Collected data
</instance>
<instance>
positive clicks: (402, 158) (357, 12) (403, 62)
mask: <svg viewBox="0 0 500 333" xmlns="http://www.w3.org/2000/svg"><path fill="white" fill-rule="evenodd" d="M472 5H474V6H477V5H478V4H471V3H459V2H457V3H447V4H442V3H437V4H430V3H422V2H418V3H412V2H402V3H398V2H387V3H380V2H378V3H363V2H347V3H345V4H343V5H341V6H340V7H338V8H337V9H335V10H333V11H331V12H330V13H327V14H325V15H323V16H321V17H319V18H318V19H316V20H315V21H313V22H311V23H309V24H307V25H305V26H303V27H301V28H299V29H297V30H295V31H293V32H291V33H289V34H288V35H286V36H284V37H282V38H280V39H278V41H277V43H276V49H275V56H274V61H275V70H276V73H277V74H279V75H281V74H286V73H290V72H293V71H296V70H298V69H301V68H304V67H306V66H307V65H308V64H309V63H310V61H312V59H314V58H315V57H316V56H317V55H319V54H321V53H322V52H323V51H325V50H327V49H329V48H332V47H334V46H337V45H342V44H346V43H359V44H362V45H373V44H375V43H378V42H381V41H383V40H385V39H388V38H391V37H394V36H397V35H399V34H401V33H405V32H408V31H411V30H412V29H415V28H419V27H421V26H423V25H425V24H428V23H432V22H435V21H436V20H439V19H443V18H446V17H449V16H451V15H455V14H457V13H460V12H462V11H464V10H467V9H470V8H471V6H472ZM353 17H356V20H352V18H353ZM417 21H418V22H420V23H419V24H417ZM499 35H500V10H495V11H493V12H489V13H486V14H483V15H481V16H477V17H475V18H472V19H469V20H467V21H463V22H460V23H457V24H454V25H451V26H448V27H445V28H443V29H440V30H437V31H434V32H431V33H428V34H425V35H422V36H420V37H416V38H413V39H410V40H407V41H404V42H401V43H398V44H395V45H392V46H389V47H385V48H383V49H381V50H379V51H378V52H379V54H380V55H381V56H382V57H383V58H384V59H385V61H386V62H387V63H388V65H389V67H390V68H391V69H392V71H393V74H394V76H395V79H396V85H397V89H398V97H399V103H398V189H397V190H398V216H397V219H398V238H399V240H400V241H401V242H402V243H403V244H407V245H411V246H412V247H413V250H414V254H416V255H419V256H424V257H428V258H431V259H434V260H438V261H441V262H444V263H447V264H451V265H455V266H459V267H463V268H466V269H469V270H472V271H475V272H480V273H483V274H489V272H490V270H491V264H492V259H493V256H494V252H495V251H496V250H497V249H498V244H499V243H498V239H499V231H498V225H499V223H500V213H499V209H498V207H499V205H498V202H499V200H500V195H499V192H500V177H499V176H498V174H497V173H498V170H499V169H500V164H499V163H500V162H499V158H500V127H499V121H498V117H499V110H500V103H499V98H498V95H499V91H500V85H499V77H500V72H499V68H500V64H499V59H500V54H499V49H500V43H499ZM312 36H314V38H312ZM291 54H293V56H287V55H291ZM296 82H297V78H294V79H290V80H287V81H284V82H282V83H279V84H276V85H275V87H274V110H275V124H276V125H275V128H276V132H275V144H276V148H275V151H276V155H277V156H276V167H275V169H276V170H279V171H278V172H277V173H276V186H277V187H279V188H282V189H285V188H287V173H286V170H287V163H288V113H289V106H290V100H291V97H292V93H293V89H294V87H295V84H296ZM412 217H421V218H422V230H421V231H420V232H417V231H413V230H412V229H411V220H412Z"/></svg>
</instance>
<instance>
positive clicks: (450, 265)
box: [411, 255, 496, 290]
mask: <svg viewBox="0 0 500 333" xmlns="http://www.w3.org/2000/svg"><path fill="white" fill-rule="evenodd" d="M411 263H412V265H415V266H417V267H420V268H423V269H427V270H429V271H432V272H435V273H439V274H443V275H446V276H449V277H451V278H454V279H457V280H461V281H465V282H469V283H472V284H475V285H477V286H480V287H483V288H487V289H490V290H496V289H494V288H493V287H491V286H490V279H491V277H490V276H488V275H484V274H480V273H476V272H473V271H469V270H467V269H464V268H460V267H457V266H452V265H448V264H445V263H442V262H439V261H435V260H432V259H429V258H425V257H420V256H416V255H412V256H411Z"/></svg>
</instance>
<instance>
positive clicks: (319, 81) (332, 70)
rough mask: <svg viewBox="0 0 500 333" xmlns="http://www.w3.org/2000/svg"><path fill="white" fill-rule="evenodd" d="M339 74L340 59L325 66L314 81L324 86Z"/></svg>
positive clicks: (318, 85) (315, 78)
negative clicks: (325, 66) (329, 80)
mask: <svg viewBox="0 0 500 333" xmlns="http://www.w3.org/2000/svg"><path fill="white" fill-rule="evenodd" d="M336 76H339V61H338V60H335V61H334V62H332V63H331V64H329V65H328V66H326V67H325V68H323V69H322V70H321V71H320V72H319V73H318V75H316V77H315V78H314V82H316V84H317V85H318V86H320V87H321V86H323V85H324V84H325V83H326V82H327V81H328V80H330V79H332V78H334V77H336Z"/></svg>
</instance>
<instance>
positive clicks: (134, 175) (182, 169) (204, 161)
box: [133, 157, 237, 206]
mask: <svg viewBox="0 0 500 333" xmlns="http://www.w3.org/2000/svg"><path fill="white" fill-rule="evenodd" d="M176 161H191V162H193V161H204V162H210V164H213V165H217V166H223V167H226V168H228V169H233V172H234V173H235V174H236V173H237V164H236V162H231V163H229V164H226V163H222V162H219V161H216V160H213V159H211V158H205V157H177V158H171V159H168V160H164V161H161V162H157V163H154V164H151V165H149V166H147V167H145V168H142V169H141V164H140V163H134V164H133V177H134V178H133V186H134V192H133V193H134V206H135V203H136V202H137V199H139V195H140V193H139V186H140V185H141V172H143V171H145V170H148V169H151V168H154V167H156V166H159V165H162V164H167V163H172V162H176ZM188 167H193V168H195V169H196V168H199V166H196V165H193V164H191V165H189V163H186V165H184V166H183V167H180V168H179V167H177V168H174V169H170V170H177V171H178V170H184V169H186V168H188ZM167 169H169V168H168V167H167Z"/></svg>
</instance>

### WHAT TO WORK ON
Go through the records and repeat each one exactly as written.

### WRITTEN RESPONSE
</instance>
<instance>
positive clicks: (402, 158) (357, 12) (403, 62)
mask: <svg viewBox="0 0 500 333" xmlns="http://www.w3.org/2000/svg"><path fill="white" fill-rule="evenodd" d="M472 5H474V6H477V5H478V4H471V3H459V2H457V3H447V4H442V3H437V4H430V3H422V2H418V3H412V2H402V3H398V2H387V3H380V2H378V3H363V2H347V3H345V4H343V5H341V6H340V7H338V8H337V9H335V10H333V11H331V12H330V13H327V14H325V15H323V16H321V17H319V18H318V19H316V20H315V21H313V22H311V23H309V24H307V25H305V26H303V27H301V28H299V29H297V30H295V31H293V32H291V33H289V34H288V35H286V36H284V37H282V38H280V39H278V41H277V43H276V49H275V56H274V61H275V70H276V73H277V74H279V75H281V74H286V73H290V72H293V71H296V70H298V69H301V68H304V67H306V66H307V65H308V64H309V63H310V61H312V59H314V58H315V57H316V56H317V55H319V54H321V53H322V52H323V51H325V50H327V49H329V48H332V47H334V46H337V45H342V44H346V43H359V44H362V45H373V44H375V43H378V42H381V41H383V40H385V39H388V38H391V37H394V36H397V35H399V34H401V33H405V32H408V31H411V30H412V29H415V28H419V27H421V26H423V25H425V24H428V23H432V22H435V21H436V20H439V19H443V18H446V17H449V16H451V15H455V14H457V13H460V12H462V11H464V10H467V9H470V8H471V6H472ZM353 17H356V20H352V18H353ZM417 21H418V22H420V23H419V24H417ZM499 35H500V10H495V11H493V12H489V13H486V14H483V15H481V16H477V17H475V18H472V19H469V20H467V21H463V22H460V23H457V24H454V25H451V26H448V27H445V28H443V29H440V30H437V31H434V32H431V33H428V34H425V35H422V36H420V37H416V38H413V39H410V40H407V41H404V42H401V43H398V44H395V45H392V46H389V47H385V48H383V49H381V50H379V51H378V52H379V54H380V55H381V56H382V57H383V58H384V59H385V61H386V62H387V63H388V65H389V67H390V68H391V69H392V71H393V74H394V76H395V79H396V85H397V89H398V97H399V103H398V189H397V190H398V216H397V219H398V238H399V240H400V241H401V242H402V243H403V244H407V245H411V246H412V247H413V250H414V254H416V255H419V256H424V257H428V258H431V259H434V260H438V261H441V262H444V263H447V264H451V265H455V266H459V267H463V268H466V269H469V270H472V271H475V272H480V273H483V274H489V272H490V270H491V264H492V259H493V256H494V252H495V251H496V250H497V249H498V244H499V243H498V239H499V231H498V225H499V223H500V213H499V209H498V207H499V205H498V202H499V200H500V195H499V192H500V177H499V176H498V174H497V173H498V170H499V169H500V164H499V163H500V162H499V158H500V127H499V121H498V117H499V110H500V103H499V98H498V95H499V91H500V85H499V77H500V72H499V68H500V64H499V59H500V54H499V49H500V43H499ZM312 36H314V38H312ZM291 54H293V56H287V55H291ZM296 82H297V78H294V79H290V80H287V81H284V82H282V83H279V84H276V85H275V87H274V110H275V124H276V125H275V128H276V132H275V144H276V148H275V151H276V155H277V156H276V167H275V169H276V170H279V171H278V172H277V173H276V186H277V187H279V188H282V189H285V188H287V173H286V170H287V163H288V113H289V106H290V100H291V97H292V93H293V89H294V87H295V84H296ZM412 217H421V218H422V230H421V231H420V232H417V231H413V230H412V229H411V220H412Z"/></svg>
</instance>
<instance>
positive clicks: (450, 265)
box: [411, 255, 496, 290]
mask: <svg viewBox="0 0 500 333" xmlns="http://www.w3.org/2000/svg"><path fill="white" fill-rule="evenodd" d="M411 263H412V265H415V266H417V267H420V268H423V269H427V270H429V271H432V272H435V273H439V274H443V275H446V276H449V277H451V278H454V279H457V280H461V281H465V282H469V283H472V284H475V285H477V286H480V287H483V288H487V289H490V290H496V289H494V288H493V287H491V286H490V279H491V277H490V276H488V275H484V274H480V273H476V272H473V271H469V270H467V269H464V268H460V267H457V266H452V265H448V264H445V263H442V262H439V261H435V260H432V259H429V258H425V257H420V256H416V255H412V256H411Z"/></svg>
</instance>
<instance>
positive clicks: (319, 81) (332, 70)
rough mask: <svg viewBox="0 0 500 333" xmlns="http://www.w3.org/2000/svg"><path fill="white" fill-rule="evenodd" d="M339 74L340 59L325 66L314 81L324 86Z"/></svg>
positive clicks: (318, 85) (315, 78)
negative clicks: (325, 66) (329, 80)
mask: <svg viewBox="0 0 500 333" xmlns="http://www.w3.org/2000/svg"><path fill="white" fill-rule="evenodd" d="M336 76H339V61H338V60H335V61H334V62H332V63H331V64H329V65H328V66H326V67H325V68H323V69H322V70H321V71H320V72H319V73H318V75H316V77H315V78H314V82H316V84H317V85H318V86H320V87H321V86H323V85H324V84H325V83H326V82H327V81H328V80H330V79H332V78H334V77H336Z"/></svg>
</instance>
<instance>
positive clicks: (134, 175) (182, 169) (204, 161)
box: [133, 157, 237, 206]
mask: <svg viewBox="0 0 500 333" xmlns="http://www.w3.org/2000/svg"><path fill="white" fill-rule="evenodd" d="M176 161H191V162H193V161H204V162H210V164H213V165H217V166H223V167H226V168H228V169H233V172H234V173H235V174H236V173H237V164H236V162H231V163H229V164H226V163H222V162H219V161H216V160H213V159H211V158H205V157H177V158H171V159H168V160H164V161H161V162H157V163H154V164H151V165H149V166H147V167H145V168H142V169H141V164H140V163H134V164H133V177H134V178H133V186H134V192H133V193H134V206H135V203H136V202H137V199H139V195H140V193H139V186H140V185H141V172H143V171H145V170H148V169H151V168H154V167H156V166H159V165H162V164H167V163H172V162H176ZM188 167H193V168H195V169H196V168H199V166H196V165H193V164H191V165H189V163H186V165H184V166H183V167H180V168H179V167H177V168H174V169H170V170H177V171H178V170H184V169H186V168H188ZM167 169H169V168H168V167H167Z"/></svg>
</instance>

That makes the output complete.